19 Mayıs 2024 Pazar

Norveç Fiyortları: Kiel ve Bergen

 

Balayımızı MSC Splendida gemisinde yapmıştık (bkz. Akdeniz Turu). Aradan yıllar geçtikten sonra Splendida'nın kardeş gemisi MSC Fantasia ile Norveç Fyortlarını gezme şansına da sahip olduk. Gidiş ve dönüş biraz yorucu olsa da güzel bir tatil geçirdik. 

Ankara'da yaşamanın negatif yönünü ne yazık ki yurtdışı seyahatlerinde çok hissediyoruz çünkü Türkiye'nin başkentinden çok az yere direk uçuş var. Anadolu jet de özelleştirilip ajet olmuş ve zaten müthiş olmayan hizmet kalitesi iyice düşmüş, bağlantılı uçuşlarınızı bile sistem eski bahanesiyle bağlamıyorlar. Her neyse konuyu uzatmadan, sabah 7'de İstanbul'dan kalkacak uçağa binmek için Ankara'dan gece 3'teki uçağa bindik. Tabii 3'teki uçağa binebilmek için gece 1-2 gibi havalanına olmak gerekiyordu. O havalananına gitmek için evden 12-1 gibi çıkmak. O gece uyuyamadık başka bir deyişle.

# Verilen materyal:
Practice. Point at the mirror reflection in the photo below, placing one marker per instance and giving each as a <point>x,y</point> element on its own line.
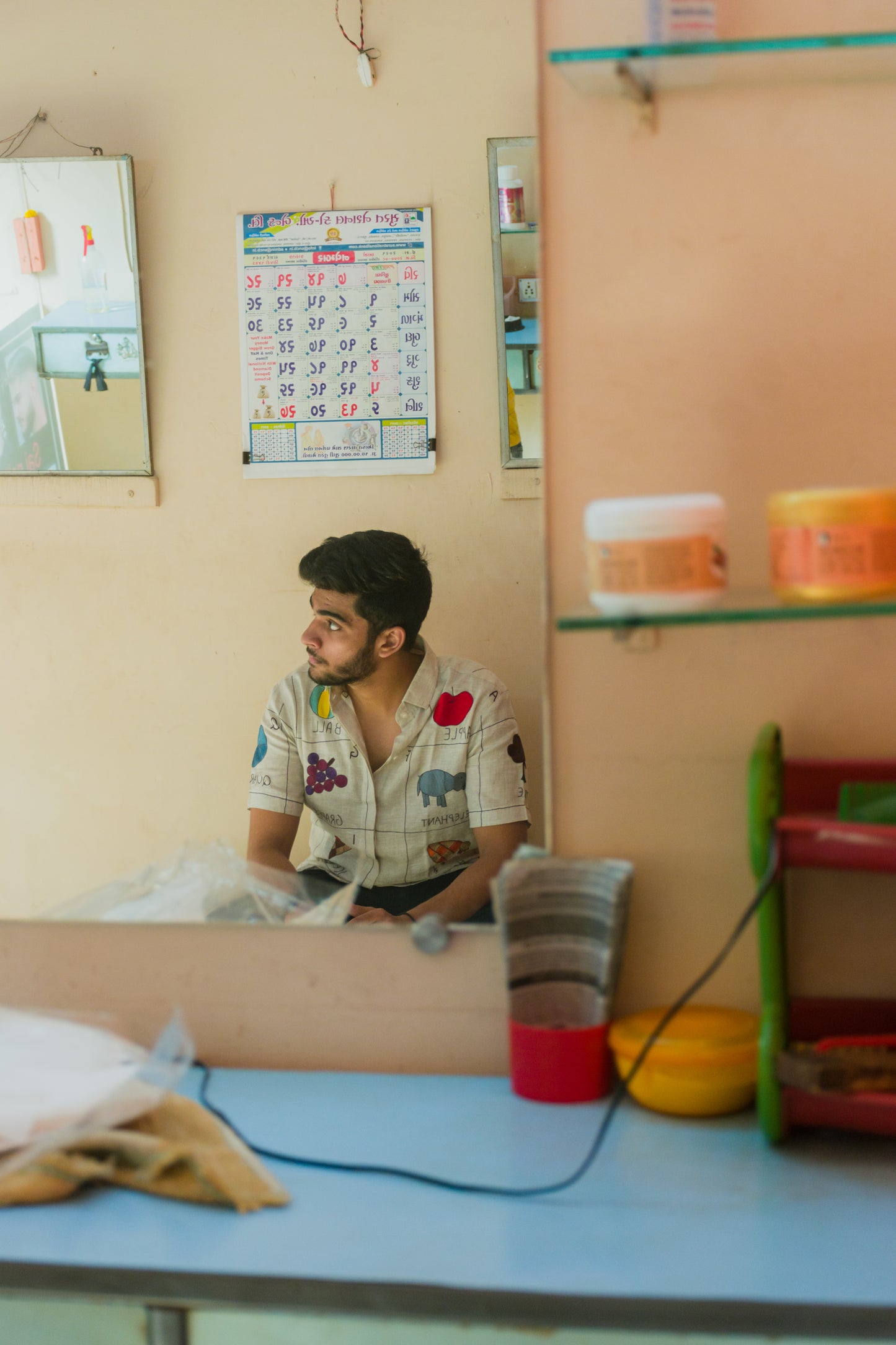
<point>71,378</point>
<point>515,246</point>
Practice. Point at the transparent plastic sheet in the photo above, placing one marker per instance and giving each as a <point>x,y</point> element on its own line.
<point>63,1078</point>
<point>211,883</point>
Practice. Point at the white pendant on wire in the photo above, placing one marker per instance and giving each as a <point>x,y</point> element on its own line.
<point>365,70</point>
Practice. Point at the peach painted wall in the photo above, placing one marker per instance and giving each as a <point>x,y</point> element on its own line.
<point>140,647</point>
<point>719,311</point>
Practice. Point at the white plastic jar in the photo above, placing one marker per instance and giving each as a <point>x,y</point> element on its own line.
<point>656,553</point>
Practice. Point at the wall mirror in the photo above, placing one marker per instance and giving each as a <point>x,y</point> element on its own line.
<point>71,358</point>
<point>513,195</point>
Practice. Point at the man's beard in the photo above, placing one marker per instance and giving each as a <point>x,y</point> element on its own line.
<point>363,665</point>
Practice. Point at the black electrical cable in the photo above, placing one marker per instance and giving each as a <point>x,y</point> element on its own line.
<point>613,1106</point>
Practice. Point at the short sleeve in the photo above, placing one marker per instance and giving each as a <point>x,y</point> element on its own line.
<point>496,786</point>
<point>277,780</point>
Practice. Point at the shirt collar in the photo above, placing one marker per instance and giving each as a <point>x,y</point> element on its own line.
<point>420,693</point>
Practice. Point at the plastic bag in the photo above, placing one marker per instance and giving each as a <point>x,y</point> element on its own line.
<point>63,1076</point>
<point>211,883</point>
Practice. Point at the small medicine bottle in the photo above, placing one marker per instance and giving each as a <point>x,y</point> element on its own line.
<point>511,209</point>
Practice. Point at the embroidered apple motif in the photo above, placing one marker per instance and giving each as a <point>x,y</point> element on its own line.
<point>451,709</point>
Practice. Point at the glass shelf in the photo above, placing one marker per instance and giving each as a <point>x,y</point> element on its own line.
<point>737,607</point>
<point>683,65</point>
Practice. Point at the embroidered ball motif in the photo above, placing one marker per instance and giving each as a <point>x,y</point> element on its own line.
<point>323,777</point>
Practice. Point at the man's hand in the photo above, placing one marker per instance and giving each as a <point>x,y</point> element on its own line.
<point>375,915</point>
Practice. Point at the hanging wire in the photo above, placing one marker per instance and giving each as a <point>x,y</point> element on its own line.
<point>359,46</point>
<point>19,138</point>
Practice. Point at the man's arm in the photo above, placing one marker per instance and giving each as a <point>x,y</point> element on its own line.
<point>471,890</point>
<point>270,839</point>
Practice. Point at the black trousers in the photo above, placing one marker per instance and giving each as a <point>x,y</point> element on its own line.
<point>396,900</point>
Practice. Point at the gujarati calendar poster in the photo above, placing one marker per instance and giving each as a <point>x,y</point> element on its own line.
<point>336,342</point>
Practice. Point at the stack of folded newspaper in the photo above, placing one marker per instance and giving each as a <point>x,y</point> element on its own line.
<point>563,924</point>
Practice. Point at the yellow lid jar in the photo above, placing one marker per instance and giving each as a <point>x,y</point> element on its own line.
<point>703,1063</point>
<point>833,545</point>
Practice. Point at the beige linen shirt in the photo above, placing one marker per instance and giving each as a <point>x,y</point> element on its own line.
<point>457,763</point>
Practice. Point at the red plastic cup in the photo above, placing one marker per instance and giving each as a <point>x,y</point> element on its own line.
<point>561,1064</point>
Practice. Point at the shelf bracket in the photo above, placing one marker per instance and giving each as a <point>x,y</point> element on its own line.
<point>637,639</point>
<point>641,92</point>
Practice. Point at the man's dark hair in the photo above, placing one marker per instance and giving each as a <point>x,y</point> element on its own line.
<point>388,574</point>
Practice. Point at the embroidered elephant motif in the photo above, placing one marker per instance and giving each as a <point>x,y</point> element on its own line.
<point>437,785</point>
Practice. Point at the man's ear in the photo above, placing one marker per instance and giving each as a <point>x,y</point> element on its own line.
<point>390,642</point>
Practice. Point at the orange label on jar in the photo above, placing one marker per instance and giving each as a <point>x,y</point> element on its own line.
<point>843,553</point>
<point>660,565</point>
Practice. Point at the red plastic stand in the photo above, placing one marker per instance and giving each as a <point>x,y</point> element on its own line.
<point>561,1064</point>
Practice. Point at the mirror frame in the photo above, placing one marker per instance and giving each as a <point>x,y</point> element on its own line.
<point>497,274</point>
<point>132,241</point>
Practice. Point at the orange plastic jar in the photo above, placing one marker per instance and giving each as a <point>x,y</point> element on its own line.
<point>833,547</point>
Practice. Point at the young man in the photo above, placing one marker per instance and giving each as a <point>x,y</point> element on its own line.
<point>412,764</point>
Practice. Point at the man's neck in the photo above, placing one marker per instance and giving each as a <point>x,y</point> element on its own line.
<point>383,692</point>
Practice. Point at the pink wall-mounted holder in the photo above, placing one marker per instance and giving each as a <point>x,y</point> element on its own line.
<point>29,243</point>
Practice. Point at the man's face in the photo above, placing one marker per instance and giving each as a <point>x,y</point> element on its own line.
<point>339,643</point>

--

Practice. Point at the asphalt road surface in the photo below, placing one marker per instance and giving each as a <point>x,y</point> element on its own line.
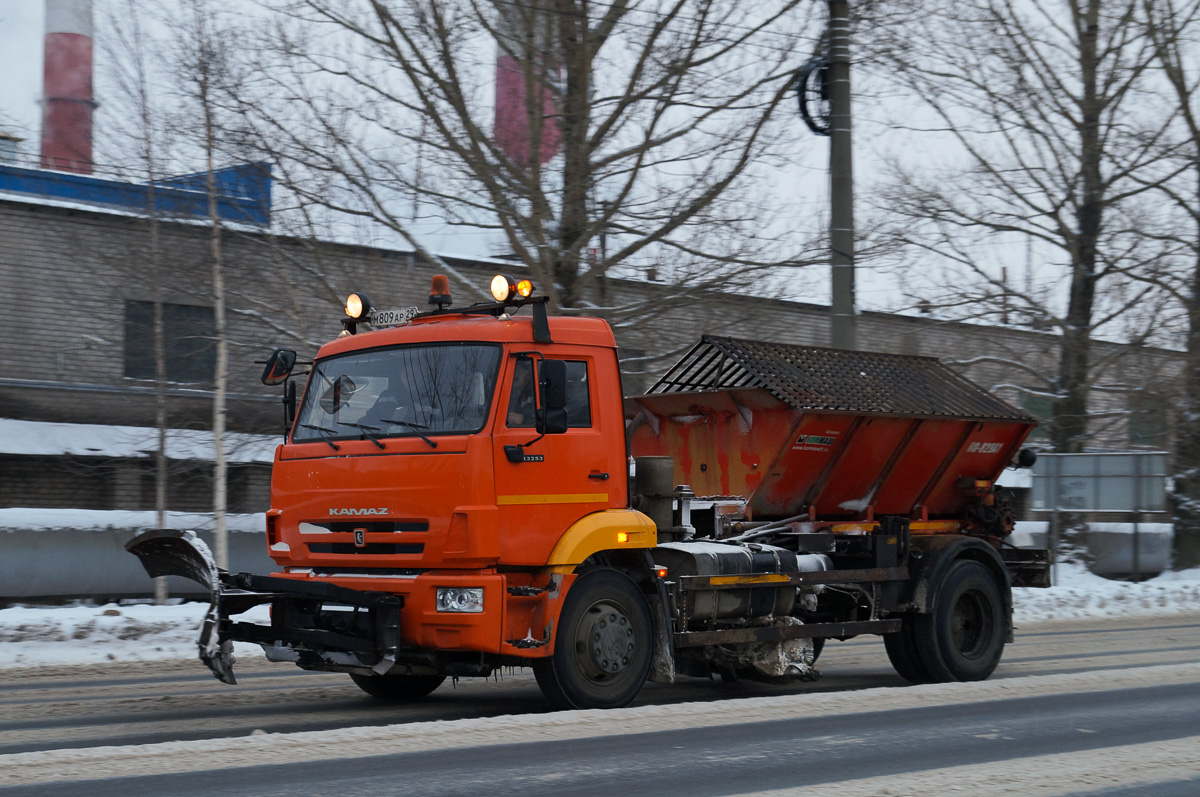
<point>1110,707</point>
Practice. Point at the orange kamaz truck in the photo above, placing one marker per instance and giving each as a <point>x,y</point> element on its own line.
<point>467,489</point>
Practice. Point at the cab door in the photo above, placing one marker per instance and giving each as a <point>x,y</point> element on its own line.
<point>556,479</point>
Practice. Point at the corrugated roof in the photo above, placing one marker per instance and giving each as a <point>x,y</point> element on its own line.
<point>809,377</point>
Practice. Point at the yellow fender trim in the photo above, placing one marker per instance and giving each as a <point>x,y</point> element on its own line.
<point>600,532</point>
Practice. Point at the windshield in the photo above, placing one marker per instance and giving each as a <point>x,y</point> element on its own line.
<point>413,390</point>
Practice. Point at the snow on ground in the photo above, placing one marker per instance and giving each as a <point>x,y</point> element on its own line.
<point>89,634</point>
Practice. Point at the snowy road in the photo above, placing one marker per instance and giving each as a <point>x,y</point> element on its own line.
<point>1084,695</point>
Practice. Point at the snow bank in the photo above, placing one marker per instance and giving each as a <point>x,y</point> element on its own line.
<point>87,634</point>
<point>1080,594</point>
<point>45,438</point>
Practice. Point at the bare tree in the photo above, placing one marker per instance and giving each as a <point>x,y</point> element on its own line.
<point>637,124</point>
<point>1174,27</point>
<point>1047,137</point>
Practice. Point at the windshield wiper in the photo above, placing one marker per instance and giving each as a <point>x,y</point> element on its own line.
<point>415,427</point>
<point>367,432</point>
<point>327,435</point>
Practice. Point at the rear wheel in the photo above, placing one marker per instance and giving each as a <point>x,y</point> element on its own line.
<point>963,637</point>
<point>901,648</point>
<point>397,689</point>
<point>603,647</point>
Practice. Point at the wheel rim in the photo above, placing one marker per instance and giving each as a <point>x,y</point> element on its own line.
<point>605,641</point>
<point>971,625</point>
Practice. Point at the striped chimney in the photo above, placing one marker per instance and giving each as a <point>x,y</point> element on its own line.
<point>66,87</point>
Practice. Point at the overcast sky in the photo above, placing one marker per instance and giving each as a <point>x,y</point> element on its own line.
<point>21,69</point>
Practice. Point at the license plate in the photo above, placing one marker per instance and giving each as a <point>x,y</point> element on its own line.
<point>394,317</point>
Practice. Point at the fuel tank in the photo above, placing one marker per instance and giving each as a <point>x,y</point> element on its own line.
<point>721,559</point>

---

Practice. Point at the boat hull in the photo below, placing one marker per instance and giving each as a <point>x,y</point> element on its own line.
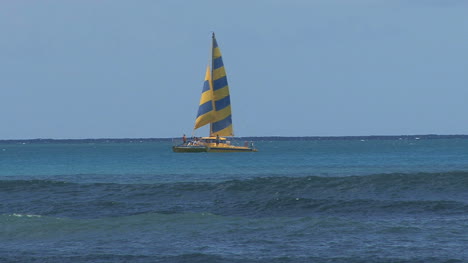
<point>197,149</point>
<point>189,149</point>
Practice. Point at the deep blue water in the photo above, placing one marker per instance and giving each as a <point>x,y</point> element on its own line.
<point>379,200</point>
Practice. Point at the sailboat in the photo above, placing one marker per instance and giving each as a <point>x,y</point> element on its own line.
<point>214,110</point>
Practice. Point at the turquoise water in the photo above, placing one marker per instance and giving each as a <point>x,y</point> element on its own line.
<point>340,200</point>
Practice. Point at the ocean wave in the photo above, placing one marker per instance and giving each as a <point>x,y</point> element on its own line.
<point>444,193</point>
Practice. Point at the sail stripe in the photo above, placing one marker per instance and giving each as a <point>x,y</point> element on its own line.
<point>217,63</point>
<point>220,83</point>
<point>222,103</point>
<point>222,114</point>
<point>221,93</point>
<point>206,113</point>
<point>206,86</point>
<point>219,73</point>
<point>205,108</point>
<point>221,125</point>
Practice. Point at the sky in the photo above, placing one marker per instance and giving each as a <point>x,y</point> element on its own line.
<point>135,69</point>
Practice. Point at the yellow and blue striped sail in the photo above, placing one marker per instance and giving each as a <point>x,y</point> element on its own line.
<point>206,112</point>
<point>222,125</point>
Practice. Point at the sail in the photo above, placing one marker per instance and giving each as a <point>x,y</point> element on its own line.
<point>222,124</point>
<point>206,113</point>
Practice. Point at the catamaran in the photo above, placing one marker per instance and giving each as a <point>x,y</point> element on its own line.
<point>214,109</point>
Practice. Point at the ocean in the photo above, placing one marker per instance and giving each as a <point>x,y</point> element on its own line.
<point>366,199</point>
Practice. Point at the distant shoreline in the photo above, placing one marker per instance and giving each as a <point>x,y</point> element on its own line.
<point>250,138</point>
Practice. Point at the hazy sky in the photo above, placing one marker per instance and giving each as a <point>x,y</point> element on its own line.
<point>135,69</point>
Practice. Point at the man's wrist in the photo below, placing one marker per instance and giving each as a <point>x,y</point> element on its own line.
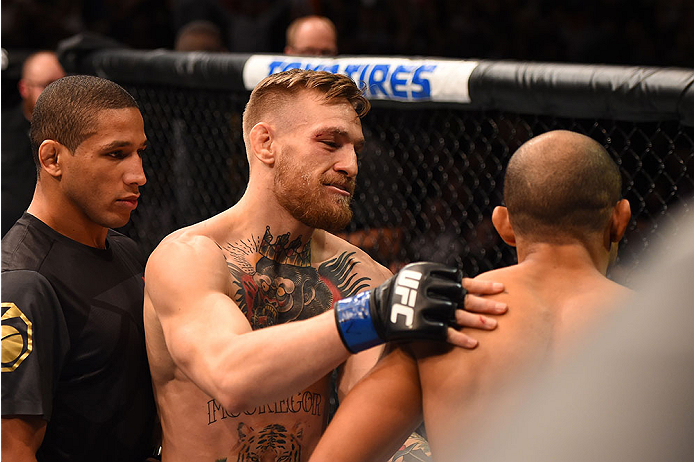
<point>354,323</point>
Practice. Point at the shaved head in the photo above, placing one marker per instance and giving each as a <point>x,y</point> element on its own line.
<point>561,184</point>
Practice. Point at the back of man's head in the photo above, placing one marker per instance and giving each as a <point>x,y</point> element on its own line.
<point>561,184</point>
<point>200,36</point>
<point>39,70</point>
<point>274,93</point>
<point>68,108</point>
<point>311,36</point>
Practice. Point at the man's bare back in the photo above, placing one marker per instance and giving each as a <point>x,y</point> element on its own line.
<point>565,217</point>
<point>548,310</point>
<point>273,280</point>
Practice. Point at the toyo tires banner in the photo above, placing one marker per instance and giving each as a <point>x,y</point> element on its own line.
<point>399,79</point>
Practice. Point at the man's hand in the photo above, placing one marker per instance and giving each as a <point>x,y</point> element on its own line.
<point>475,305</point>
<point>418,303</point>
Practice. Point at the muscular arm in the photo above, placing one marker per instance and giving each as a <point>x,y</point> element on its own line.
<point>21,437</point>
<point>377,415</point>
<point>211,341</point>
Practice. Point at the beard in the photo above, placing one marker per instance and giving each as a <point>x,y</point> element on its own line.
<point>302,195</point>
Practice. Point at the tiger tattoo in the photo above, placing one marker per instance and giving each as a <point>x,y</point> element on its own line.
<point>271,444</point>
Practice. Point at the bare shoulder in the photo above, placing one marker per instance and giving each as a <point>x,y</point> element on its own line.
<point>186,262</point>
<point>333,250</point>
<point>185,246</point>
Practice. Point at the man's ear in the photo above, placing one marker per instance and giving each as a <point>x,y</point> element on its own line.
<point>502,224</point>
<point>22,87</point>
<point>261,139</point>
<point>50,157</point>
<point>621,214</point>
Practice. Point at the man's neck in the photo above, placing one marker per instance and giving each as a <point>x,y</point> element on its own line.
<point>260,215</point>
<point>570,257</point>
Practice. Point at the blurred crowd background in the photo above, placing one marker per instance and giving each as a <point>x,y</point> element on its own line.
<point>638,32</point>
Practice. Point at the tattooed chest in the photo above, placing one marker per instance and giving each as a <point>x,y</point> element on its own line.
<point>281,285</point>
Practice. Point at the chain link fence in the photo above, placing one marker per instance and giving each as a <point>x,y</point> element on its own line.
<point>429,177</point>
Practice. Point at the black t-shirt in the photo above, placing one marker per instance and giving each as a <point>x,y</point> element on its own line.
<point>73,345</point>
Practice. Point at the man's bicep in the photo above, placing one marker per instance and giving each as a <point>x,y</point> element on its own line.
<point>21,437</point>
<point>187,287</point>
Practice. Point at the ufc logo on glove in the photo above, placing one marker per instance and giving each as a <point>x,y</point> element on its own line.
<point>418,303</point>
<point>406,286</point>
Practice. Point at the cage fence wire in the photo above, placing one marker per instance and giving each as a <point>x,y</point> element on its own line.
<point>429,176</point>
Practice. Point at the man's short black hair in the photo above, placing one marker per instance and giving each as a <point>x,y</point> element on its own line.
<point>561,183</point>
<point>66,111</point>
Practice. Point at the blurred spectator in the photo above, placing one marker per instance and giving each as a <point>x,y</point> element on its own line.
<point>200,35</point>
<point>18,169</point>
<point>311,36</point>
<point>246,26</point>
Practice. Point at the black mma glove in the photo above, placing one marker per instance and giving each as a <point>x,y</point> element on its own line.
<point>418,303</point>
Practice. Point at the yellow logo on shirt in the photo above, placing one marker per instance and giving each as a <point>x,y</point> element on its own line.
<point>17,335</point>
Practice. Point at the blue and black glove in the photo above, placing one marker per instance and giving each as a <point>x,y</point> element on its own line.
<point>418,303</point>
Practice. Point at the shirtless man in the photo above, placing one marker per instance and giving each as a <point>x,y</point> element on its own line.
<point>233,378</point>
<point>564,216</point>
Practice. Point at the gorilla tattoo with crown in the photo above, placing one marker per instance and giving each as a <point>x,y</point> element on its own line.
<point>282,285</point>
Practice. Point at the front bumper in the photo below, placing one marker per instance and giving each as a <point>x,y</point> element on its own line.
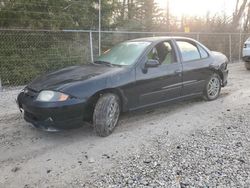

# Görev listesi:
1. Seçili metinde adı geçen bütün şehirleri sıralayın.
2. Seçili metne göre balayı hangi gemide yapılmış?
3. Lütfen seçili metinde "Ankara'da yaşamanın negatif" ifadesinden "başka bir deyişle." ifadesine kadar uzanan bölümü hiçbir değişiklik yapmadan yazdırın.

# Cevap anahtarı:
1. Kiel, Bergen, Ankara, İstanbul

2. MSC Splendida gemisinde.

3.
Ankara'da yaşamanın negatif yönünü ne yazık ki yurtdışı seyahatlerinde çok hissediyoruz çünkü Türkiye'nin başkentinden çok az yere direk uçuş var. Anadolu jet de özelleştirilip ajet olmuş ve zaten müthiş olmayan hizmet kalitesi iyice düşmüş, bağlantılı uçuşlarınızı bile sistem eski bahanesiyle bağlamıyorlar. Her neyse konuyu uzatmadan, sabah 7'de İstanbul'dan kalkacak uçağa binmek için Ankara'dan gece 3'teki uçağa bindik. Tabii 3'teki uçağa binebilmek için gece 1-2 gibi havalanına olmak gerekiyordu. O havalananına gitmek için evden 12-1 gibi çıkmak. O gece uyuyamadık başka bir deyişle.